In 1980, to “curb the rising costs of Medicare,” Congress enacted the Medicare Secondary Payer Act, 42 U.S.C. § 1395y, which flipped the payment order, such that private insurers became the primary payers and Medicare became the secondary payer. A primary payer can include an entity responsible for providing workers’ compensation medical care.

When a primary-payer plan doesn’t or can’t pay “promptly” – say, for instance, when it is contesting liability – Medicare can make a conditional payment on behalf of a beneficiary, for which it can later seek reimbursement from the primary plan. If Medicare pays and then seeks reimbursement, only to be refused, the United States can sue the primary plan (or a medical provider) to recover its payment.

Section 1395y(b)(2)(B)(iii) contains a statute of limitations that requires the government to sue within three years of the date that Medicare receives notice of a primary payer’s responsibility to pay. The Act also contains a “private cause of action,” codified at § 1395y(b)(3)(A), which is available to Medicare beneficiaries and other private entities, who “are often in a better position than the government to know about the existence of responsible primary plans” that haven’t reimbursed Medicare or paid a beneficiary’s healthcare provider.

The private cause of action rewards successful plaintiffs with double damages after giving Medicare its share of the recovery, the plaintiff can keep whatever is left over. Unlike the government cause of action, the private cause of action contains no statute of limitations.

In 1997, in yet another effort to make Medicare more efficient, Congress enacted Medicare Part C, or the “Medicare Advantage” program. The legislation created Medicare Advantage Organizations. MAOs – like Medicare itself – were categorized as secondary payers. MAOs can sue to recover from primary plans that should pay, but don’t. MAOs, must utilize the Act’s private cause of action, rather than the government cause of action.

The case of MSPA Claims v. Kingsway Amigo began with an automobile accident in 2012. One of the people injured was a Medicare beneficiary who received her benefits from a Medicare Advantage Organization – Florida Healthcare Plus – that later assigned its claims to MSPA Claims (aka MSP Recovery LLC).

▸ WORK INSTRUCTION 1:
List every year mentioned in the passage above on the Medicare Secondary Payer Act.
▸ WORK INSTRUCTION 2:
Proceed with the passage above on the Medicare Secondary Payer Act, writing on from its final sentence.

▸ DATA FOR REVIEW:
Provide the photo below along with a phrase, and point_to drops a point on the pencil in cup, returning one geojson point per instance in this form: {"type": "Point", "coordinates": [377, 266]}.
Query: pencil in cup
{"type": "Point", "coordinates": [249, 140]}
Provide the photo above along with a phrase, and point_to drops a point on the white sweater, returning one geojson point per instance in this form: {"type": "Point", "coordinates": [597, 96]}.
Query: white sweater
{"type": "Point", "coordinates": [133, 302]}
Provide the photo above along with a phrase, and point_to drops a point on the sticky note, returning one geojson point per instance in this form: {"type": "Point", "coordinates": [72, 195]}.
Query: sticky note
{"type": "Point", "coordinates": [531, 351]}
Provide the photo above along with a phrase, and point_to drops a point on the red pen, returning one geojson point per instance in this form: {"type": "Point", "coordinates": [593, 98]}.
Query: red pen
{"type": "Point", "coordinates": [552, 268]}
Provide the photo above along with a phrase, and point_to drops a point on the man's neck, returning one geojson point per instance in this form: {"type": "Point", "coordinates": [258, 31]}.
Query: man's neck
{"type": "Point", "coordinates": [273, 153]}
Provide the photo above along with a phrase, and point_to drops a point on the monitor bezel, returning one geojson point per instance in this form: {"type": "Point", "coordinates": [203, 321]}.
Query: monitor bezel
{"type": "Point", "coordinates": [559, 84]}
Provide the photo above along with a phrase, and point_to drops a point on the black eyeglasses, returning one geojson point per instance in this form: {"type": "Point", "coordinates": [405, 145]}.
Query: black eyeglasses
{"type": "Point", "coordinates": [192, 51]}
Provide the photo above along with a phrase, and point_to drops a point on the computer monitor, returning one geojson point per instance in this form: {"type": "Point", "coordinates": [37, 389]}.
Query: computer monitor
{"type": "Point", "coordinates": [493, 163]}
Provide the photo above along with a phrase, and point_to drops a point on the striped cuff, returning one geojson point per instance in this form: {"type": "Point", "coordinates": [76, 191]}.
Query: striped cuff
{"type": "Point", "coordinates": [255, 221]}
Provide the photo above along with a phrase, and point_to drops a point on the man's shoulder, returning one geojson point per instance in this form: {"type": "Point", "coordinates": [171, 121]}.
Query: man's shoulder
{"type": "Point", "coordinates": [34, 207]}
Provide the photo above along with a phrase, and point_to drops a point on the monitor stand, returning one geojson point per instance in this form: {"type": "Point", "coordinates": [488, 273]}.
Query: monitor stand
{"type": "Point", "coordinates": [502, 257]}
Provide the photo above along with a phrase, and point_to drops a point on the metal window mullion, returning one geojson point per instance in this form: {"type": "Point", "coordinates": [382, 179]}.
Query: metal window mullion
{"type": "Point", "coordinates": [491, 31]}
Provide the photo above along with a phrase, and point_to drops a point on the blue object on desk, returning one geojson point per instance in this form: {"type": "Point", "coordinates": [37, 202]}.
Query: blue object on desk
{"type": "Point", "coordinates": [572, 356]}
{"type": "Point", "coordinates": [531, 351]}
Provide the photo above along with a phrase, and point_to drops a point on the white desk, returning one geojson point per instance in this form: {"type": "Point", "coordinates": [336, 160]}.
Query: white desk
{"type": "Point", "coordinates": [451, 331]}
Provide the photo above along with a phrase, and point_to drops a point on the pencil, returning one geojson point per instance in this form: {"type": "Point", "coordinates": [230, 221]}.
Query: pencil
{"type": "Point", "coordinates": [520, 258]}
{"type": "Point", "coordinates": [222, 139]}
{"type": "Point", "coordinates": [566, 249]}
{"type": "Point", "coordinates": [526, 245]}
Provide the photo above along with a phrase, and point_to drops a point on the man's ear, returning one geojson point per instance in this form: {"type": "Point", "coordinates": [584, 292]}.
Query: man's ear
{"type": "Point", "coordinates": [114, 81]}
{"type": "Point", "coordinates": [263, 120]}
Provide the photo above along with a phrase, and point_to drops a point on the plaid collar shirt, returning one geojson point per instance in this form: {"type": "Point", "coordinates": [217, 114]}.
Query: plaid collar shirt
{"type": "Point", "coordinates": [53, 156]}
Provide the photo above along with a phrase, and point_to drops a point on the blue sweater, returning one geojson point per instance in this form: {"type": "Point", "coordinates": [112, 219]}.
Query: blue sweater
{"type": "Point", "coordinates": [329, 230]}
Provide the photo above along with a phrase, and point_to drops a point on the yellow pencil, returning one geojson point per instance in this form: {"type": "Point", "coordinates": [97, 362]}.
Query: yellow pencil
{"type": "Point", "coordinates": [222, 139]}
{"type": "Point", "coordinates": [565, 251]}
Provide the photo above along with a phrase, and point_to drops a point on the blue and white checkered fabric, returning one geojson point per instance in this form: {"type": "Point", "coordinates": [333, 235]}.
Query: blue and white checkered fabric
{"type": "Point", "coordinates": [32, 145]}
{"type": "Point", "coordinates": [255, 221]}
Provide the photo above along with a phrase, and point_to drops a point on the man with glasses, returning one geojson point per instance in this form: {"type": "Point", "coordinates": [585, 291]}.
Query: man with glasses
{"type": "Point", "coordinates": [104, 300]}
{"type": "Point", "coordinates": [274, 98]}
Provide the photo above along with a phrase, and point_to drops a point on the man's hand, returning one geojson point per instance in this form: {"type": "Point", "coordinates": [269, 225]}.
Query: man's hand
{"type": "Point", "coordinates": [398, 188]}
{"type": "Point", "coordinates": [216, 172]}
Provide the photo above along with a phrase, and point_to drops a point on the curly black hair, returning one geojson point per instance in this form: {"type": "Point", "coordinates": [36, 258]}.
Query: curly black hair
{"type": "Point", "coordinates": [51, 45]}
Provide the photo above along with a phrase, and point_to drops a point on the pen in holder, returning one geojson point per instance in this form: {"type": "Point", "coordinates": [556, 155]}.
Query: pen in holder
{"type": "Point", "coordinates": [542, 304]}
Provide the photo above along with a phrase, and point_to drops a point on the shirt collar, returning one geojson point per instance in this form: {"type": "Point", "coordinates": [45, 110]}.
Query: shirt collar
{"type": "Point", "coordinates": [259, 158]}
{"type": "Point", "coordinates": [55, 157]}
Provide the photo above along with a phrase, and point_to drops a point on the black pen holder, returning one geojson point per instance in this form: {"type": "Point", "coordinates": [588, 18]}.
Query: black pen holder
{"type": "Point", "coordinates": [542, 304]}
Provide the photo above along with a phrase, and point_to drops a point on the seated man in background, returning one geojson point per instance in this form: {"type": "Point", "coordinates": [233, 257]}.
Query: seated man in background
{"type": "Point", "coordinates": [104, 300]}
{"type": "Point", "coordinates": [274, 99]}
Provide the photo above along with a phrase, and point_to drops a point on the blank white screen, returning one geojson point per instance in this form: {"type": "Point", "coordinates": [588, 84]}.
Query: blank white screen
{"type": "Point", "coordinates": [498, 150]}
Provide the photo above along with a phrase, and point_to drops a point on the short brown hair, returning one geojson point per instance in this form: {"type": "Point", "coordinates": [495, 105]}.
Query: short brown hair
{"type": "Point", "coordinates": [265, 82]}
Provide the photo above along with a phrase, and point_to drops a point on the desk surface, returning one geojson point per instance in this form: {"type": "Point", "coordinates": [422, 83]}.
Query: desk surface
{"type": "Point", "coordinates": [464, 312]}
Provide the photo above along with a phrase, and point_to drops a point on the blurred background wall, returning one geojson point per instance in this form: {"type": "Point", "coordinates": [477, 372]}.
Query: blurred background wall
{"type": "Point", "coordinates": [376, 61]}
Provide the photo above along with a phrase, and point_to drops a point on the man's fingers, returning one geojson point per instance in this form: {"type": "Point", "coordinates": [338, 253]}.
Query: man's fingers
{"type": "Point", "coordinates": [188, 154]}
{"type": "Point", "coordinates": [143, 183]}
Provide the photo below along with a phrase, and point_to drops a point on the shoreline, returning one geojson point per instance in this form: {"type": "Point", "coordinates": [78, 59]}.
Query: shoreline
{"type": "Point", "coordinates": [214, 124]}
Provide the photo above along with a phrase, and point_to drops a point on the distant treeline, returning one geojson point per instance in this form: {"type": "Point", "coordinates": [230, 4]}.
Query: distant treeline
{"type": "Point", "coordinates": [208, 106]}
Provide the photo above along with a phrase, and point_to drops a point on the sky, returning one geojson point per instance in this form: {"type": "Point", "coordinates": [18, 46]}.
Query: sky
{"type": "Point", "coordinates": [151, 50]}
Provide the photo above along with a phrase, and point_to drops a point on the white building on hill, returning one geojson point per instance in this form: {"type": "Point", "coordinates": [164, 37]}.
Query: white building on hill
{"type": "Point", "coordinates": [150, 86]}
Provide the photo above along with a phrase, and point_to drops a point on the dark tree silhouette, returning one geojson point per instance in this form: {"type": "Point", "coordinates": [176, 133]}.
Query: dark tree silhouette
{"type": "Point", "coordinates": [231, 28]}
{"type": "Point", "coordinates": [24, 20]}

▸ TASK RESULT 1:
1980, 1997, 2012

▸ TASK RESULT 2:
The other party involved in the accident was insured by Kingsway Amigo Insurance. The Medicare beneficiary obtained treatment for her accident-related injuries and Florida Healthcare made $21,965 in payments. The beneficiary settled a personal-injury claim with Kingsway and received a $6,667 settlement payment.

In 2015 MSPA sued Kingsway under the Act’s private cause of action. MSPA argued that Kingsway was the primary payer and Florida Healthcare was the secondary payer, giving MSPA – as Florida Healthcare’s assignee – the right to recover.

Kingsway filed a motion for judgment on the pleadings, arguing that MSPA’s claim was stale because it didn’t comply with the Act’s claims-filing provision limiting recovery claims to 3 years from the time item or service was furnished. The complaint alleged that services were provided between April 29 and July 26, 2012, Kingsway contended that a request for reimbursement had to have been made before July 26, 2015, which it wasn’t.

The district court granted Kingsway’s motion and MSPA appealed. The Court of Appeals for the 11th Circuit disagreed and reversed in the published case of MSPA Claims v. Kingsway Amigo .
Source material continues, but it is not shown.